<<<<

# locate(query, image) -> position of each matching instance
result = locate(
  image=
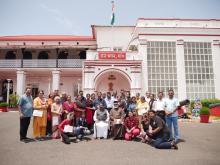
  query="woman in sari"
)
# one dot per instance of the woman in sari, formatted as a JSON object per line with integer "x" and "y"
{"x": 68, "y": 107}
{"x": 40, "y": 122}
{"x": 56, "y": 110}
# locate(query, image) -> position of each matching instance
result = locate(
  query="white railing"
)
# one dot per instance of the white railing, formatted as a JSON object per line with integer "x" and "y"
{"x": 39, "y": 63}
{"x": 70, "y": 63}
{"x": 35, "y": 63}
{"x": 10, "y": 63}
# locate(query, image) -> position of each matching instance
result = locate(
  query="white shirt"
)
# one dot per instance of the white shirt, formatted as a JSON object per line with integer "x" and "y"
{"x": 160, "y": 104}
{"x": 171, "y": 105}
{"x": 109, "y": 102}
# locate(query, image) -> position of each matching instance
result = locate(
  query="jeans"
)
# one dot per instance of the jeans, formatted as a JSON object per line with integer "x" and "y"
{"x": 173, "y": 122}
{"x": 161, "y": 143}
{"x": 24, "y": 124}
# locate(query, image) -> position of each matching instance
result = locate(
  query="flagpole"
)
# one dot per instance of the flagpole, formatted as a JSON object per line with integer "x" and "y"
{"x": 112, "y": 24}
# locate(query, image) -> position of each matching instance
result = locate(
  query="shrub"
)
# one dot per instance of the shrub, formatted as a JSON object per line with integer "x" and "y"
{"x": 3, "y": 104}
{"x": 204, "y": 111}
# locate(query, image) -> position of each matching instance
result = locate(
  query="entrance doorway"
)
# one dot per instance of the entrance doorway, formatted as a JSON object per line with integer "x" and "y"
{"x": 112, "y": 80}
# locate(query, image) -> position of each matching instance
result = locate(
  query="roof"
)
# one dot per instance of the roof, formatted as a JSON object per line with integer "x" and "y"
{"x": 180, "y": 19}
{"x": 46, "y": 38}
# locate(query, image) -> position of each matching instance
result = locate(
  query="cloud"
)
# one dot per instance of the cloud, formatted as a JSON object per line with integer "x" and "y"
{"x": 60, "y": 18}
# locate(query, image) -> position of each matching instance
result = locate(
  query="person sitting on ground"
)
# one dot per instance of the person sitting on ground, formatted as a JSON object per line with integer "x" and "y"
{"x": 67, "y": 129}
{"x": 117, "y": 121}
{"x": 160, "y": 132}
{"x": 56, "y": 110}
{"x": 144, "y": 128}
{"x": 131, "y": 126}
{"x": 68, "y": 106}
{"x": 101, "y": 118}
{"x": 132, "y": 105}
{"x": 82, "y": 125}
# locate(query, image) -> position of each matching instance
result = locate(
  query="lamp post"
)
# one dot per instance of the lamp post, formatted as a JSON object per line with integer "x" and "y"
{"x": 8, "y": 90}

>>>>

Written instruction:
All of the material above needs to be restated exactly, with no pictures.

Full response:
# locate(query, image) -> position of each matching instance
result = locate(
  image=
  query="woman in sari"
)
# one dot per instance of the woman in sari, formatted as a JSON object per line with integer "x" and "y"
{"x": 68, "y": 107}
{"x": 40, "y": 122}
{"x": 56, "y": 110}
# locate(query, image) -> position of each matching instance
result = locate(
  query="white railing"
)
# one dot per instance of the white railing, formatted as a JSON object per line with integer "x" and "y"
{"x": 39, "y": 63}
{"x": 70, "y": 63}
{"x": 35, "y": 63}
{"x": 10, "y": 63}
# locate(query, image) -> position of each matching instance
result = locate(
  query="white shirt"
)
# one dot per instance of the white shirt, formatted as a JSON object per line with integer "x" and "y"
{"x": 160, "y": 104}
{"x": 171, "y": 105}
{"x": 109, "y": 102}
# locate(query, image) -> position of each matching instance
result = locate(
  query="jeans"
)
# one dot per instance of the jeans, formatted as a JSON object per line with integer "x" and "y"
{"x": 173, "y": 122}
{"x": 161, "y": 143}
{"x": 24, "y": 124}
# locate(query, image) -> position of each matching instance
result = locate(
  query="flagpole"
)
# one dot per instance of the flagpole, formatted as a JSON object per line with integer "x" and "y"
{"x": 112, "y": 24}
# locate(query, image) -> position of each matching instance
result = locate(
  query="shrub"
)
# one dot per instance of the shrub, formatted as a JSON object per line with integer "x" and "y"
{"x": 3, "y": 104}
{"x": 204, "y": 111}
# locate(query, image) -> position of each matching instance
result = locate(
  query="entrance doorway"
)
# one dot per instance of the entrance doorway, formatted as a JSON object per line with integer "x" and "y"
{"x": 112, "y": 80}
# locate(query, image) -> position of each matching instance
result = locate(
  query="roof"
)
# one dot per instance of the roof, formatted as a JSON object per line with integer "x" and "y"
{"x": 180, "y": 19}
{"x": 46, "y": 38}
# locate(query, image) -> position of each matching instance
result = locate(
  query="cloud"
)
# one dot per instance of the cloud, formatted as a JSON object per line with integer "x" and "y"
{"x": 60, "y": 18}
# locate(query, image) -> position of each matching instance
result = locate(
  query="person sitting on ground"
)
# one dot per instance of the person sitting on ground, formatted as a JSON object per line with integer "x" and "y"
{"x": 67, "y": 129}
{"x": 117, "y": 121}
{"x": 160, "y": 132}
{"x": 56, "y": 110}
{"x": 144, "y": 128}
{"x": 131, "y": 126}
{"x": 68, "y": 106}
{"x": 101, "y": 118}
{"x": 132, "y": 105}
{"x": 82, "y": 125}
# locate(query, image) -> position of each matching instance
result = locate(
  query="lamp post"
)
# one dot per instance of the lamp post, formatted as a JSON object per line with integer "x" and "y"
{"x": 8, "y": 90}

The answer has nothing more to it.